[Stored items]
>>>>>

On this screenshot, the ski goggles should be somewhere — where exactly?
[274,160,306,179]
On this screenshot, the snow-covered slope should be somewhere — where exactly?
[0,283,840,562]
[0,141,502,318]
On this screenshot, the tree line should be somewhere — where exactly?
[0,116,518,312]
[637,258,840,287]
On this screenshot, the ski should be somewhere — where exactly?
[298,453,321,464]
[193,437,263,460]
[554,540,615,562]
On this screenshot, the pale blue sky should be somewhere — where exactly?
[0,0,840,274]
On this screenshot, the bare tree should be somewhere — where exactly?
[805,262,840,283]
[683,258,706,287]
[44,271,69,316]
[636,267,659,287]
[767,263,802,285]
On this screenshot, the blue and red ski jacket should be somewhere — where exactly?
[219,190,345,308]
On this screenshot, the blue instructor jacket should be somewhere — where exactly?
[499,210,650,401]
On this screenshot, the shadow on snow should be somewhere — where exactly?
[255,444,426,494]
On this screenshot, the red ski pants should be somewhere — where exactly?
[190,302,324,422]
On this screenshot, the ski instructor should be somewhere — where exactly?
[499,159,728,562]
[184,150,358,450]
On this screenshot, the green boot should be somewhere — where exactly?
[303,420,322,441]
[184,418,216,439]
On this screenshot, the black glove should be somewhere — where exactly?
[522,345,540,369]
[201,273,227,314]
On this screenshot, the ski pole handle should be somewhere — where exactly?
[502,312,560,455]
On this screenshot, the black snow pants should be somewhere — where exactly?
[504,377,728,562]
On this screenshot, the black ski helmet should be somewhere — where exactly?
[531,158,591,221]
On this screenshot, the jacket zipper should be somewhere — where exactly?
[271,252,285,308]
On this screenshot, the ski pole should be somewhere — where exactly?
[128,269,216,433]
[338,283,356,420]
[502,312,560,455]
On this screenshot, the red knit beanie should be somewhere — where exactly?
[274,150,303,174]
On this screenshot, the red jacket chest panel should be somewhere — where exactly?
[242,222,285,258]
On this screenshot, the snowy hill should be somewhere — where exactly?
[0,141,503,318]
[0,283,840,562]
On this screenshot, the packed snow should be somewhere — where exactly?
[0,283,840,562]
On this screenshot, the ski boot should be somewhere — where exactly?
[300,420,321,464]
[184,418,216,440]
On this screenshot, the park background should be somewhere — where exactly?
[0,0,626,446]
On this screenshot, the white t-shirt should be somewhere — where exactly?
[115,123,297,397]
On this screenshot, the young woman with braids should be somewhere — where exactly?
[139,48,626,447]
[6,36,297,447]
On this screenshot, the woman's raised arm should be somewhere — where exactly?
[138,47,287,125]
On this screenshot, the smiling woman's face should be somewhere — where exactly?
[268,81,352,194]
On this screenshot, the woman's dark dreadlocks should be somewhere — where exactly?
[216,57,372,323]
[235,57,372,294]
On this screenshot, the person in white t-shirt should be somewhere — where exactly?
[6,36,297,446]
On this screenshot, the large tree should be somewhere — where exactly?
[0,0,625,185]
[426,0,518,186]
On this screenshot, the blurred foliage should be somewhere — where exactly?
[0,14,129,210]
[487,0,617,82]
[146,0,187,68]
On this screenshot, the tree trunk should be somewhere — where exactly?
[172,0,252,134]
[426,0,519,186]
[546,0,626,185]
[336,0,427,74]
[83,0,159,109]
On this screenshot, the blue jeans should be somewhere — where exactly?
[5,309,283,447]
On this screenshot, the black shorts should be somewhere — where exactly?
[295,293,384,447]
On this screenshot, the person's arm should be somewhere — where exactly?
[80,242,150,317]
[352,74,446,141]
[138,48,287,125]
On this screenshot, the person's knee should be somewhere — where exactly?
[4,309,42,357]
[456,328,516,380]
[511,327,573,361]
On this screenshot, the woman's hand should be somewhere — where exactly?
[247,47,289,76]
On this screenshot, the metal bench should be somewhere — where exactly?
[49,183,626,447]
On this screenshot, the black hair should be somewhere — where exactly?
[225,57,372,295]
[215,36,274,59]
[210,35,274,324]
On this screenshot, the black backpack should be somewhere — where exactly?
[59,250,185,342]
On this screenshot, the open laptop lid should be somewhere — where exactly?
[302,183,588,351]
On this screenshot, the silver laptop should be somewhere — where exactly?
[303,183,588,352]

<<<<<

| Instructions to follow |
Format the lines above, from the first one through the line containing "[637,258,840,287]", as a Markdown table with the columns Row and Line, leaving out any blank lines.

| Response |
| Row | Line |
|---|---|
| 1 | On this screenshot, the ski goggles should be somewhere — where exactly? |
| 2 | [274,160,306,179] |
| 3 | On this screenshot, the snow-covered slope should be somewhere — where exactly? |
| 4 | [0,283,840,562] |
| 5 | [0,141,502,318] |
| 6 | On this screenshot, the tree line should be somewhere — where exactly? |
| 7 | [0,116,518,312] |
| 8 | [637,258,840,287] |